* TASK INPUTS:
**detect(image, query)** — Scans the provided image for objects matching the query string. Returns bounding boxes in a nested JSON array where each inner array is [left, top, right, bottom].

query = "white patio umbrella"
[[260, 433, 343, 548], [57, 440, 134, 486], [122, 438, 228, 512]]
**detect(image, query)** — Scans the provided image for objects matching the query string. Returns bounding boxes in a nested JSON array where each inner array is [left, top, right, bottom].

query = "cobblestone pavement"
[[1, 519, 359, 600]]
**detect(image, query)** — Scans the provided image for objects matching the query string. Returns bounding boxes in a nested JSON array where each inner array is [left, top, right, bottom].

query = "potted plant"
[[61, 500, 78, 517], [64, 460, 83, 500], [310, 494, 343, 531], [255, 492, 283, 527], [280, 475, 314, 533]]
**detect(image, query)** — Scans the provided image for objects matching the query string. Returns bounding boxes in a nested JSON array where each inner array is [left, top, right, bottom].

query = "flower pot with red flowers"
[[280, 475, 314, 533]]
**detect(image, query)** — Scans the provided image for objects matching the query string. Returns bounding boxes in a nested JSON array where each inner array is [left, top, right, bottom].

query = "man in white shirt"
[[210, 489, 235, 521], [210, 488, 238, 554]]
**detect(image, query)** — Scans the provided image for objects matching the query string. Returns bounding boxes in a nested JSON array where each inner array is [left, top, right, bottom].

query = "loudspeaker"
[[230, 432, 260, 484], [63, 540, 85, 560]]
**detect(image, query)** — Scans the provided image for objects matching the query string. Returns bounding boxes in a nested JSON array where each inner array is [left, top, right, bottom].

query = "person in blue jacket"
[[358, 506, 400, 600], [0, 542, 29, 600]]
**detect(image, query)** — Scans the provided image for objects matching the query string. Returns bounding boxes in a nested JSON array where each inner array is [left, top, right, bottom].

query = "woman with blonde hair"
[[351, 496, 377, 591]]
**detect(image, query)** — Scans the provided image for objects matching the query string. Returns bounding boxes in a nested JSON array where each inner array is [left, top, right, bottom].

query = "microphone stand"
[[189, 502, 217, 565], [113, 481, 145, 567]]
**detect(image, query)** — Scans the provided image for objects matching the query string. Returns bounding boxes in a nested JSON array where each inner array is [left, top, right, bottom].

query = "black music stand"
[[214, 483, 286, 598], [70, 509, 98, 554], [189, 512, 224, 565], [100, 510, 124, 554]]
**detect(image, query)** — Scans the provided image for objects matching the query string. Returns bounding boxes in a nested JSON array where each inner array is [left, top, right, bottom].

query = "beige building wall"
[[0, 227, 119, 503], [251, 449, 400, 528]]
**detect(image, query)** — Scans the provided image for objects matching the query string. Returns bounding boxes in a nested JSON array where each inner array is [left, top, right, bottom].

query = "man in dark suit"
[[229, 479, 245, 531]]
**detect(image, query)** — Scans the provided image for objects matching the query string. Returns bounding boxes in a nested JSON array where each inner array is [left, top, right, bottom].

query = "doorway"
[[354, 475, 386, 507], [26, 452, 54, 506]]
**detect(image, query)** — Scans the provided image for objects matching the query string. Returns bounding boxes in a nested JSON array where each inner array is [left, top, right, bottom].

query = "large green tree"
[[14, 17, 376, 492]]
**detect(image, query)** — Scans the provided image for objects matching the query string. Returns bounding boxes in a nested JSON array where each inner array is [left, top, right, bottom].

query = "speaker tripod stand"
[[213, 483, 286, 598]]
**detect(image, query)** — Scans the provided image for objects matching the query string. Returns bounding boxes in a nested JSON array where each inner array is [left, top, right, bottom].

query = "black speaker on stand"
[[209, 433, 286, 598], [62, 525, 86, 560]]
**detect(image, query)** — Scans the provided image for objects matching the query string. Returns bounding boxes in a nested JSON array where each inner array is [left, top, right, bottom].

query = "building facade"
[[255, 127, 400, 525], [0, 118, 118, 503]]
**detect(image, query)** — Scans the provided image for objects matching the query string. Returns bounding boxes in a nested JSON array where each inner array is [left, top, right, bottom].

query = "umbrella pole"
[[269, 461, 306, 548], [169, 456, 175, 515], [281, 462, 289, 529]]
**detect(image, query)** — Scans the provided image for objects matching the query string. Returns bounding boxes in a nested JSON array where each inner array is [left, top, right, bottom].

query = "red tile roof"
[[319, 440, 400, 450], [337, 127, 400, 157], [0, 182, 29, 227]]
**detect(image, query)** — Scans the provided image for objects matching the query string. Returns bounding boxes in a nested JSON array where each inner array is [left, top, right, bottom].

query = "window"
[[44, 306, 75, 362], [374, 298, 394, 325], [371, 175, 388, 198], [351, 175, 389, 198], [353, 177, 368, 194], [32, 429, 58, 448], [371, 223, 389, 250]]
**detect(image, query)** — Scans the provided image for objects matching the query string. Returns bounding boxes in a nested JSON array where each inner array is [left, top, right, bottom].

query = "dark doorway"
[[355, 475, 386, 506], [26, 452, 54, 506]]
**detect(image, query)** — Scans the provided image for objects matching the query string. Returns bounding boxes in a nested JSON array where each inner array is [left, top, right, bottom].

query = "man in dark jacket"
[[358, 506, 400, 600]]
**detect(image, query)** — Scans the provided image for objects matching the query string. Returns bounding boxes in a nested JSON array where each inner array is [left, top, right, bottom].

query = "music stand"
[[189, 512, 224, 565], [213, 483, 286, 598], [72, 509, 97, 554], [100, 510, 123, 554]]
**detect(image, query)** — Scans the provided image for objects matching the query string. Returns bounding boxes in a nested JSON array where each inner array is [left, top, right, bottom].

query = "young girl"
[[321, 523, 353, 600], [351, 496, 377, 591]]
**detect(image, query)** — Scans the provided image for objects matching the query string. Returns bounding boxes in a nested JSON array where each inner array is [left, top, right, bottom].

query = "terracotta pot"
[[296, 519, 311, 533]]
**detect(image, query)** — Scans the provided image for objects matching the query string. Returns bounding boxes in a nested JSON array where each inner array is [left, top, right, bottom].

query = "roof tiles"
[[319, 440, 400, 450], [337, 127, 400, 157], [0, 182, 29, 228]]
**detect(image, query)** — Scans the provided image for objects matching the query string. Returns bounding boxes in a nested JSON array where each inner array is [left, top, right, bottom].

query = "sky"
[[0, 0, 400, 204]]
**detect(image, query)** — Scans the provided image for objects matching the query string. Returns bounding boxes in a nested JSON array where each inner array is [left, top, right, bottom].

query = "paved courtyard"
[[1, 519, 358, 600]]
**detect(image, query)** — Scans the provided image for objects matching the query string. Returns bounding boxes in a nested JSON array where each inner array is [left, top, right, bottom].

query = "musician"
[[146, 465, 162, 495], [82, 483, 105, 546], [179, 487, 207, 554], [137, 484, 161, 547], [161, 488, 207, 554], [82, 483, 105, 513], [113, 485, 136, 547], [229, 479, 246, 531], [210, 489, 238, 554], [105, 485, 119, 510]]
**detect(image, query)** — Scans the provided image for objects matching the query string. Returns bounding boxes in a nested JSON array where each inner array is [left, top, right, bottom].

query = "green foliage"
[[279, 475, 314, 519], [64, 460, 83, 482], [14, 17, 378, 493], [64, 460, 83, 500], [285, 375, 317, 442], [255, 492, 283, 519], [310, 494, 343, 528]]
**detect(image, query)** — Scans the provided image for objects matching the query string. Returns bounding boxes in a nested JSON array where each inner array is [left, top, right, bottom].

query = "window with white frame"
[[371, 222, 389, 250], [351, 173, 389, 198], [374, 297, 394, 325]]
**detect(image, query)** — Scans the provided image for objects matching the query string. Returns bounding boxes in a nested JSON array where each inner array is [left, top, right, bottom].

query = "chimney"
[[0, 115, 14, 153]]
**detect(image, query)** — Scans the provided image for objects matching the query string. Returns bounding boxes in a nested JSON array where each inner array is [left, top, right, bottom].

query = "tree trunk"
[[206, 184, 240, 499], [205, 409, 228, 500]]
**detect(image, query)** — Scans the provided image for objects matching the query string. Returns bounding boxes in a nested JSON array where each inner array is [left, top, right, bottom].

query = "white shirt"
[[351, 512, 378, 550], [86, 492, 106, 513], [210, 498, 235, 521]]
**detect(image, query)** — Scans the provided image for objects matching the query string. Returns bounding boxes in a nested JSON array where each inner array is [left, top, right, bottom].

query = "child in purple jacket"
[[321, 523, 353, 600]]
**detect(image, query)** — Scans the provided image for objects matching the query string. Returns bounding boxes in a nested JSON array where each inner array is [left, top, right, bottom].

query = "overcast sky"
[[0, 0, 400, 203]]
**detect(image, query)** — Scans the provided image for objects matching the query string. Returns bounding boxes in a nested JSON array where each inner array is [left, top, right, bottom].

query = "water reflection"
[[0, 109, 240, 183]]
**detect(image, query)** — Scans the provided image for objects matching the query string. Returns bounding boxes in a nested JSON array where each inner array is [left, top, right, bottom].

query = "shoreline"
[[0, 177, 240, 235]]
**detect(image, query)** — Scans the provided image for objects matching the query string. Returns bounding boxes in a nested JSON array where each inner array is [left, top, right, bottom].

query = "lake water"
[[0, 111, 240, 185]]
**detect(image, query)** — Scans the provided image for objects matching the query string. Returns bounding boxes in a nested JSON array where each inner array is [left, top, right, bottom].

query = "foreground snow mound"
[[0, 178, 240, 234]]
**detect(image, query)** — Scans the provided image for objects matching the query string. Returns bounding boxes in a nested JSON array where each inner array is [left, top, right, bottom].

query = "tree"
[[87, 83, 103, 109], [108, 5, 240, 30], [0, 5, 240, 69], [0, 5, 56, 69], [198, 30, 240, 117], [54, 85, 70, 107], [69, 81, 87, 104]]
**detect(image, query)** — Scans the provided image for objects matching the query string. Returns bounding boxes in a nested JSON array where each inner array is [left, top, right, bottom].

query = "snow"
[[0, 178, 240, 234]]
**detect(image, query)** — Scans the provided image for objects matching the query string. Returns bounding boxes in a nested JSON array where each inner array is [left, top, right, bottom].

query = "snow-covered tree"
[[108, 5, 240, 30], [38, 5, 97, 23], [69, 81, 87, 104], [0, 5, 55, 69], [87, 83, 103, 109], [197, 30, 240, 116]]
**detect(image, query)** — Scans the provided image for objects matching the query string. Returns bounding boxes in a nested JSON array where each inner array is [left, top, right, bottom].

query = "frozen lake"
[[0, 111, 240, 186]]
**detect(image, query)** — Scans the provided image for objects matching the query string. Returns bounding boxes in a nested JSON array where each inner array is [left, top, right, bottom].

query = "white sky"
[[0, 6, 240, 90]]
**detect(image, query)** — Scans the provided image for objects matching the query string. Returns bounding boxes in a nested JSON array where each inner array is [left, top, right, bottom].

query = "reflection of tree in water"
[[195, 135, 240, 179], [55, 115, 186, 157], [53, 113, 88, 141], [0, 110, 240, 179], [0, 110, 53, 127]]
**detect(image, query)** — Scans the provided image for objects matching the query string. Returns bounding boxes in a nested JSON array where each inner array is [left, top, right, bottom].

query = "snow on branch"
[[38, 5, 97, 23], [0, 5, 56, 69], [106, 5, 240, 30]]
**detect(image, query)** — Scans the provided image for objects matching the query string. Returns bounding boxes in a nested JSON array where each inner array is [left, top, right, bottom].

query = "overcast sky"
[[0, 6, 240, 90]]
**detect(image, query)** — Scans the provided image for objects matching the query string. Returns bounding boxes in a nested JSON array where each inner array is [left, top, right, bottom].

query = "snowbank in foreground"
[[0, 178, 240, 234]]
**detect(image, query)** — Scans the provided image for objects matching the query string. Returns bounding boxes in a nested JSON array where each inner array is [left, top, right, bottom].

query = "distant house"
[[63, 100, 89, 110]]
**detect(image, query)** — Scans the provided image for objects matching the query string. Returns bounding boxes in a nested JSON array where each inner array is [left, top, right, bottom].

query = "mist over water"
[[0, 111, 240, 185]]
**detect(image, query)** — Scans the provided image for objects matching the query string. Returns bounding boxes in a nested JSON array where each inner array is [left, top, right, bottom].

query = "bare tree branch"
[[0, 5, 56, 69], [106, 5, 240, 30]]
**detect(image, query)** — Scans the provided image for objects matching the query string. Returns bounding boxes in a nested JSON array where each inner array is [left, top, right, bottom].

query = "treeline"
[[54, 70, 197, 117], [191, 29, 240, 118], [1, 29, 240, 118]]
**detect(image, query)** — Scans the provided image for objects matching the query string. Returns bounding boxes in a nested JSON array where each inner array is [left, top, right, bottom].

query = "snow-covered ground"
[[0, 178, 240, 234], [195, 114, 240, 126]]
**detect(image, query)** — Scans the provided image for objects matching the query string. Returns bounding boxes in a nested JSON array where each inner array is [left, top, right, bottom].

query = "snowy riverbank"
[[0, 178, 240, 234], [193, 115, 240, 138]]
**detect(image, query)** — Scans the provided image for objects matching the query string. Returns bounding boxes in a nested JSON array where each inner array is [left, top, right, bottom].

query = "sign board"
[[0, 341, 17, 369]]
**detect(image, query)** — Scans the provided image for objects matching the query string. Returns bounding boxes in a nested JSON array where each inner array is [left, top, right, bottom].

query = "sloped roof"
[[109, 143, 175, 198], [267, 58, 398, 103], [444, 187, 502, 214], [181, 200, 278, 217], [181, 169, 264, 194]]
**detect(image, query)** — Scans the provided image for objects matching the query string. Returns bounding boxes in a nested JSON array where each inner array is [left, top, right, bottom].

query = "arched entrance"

* GIVEN TASK: Reproduce the stretch of material from its start through the line containing "[[1, 519, 359, 600]]", both ends included. Multiply every bounding-box coordinate by 1.6 and round it to the nearest whole number, rounding halves up. Leave every other line and character unchanged.

* CORRECT OUTPUT:
**detect(image, query)** — Scans the provided image for objects matching the query string. Returns bounding boxes in a nested JSON array where each inner array is [left, top, right, bottom].

query = "white patio umbrella"
[[416, 693, 549, 877], [91, 704, 214, 778], [195, 701, 365, 819]]
**detect(image, query)** — Scans the provided image for objects matching the query string. Returns bounding boxes in a nested JSON array where each inner array is [left, top, right, bottom].

query = "cobblestone pavement"
[[2, 830, 574, 960]]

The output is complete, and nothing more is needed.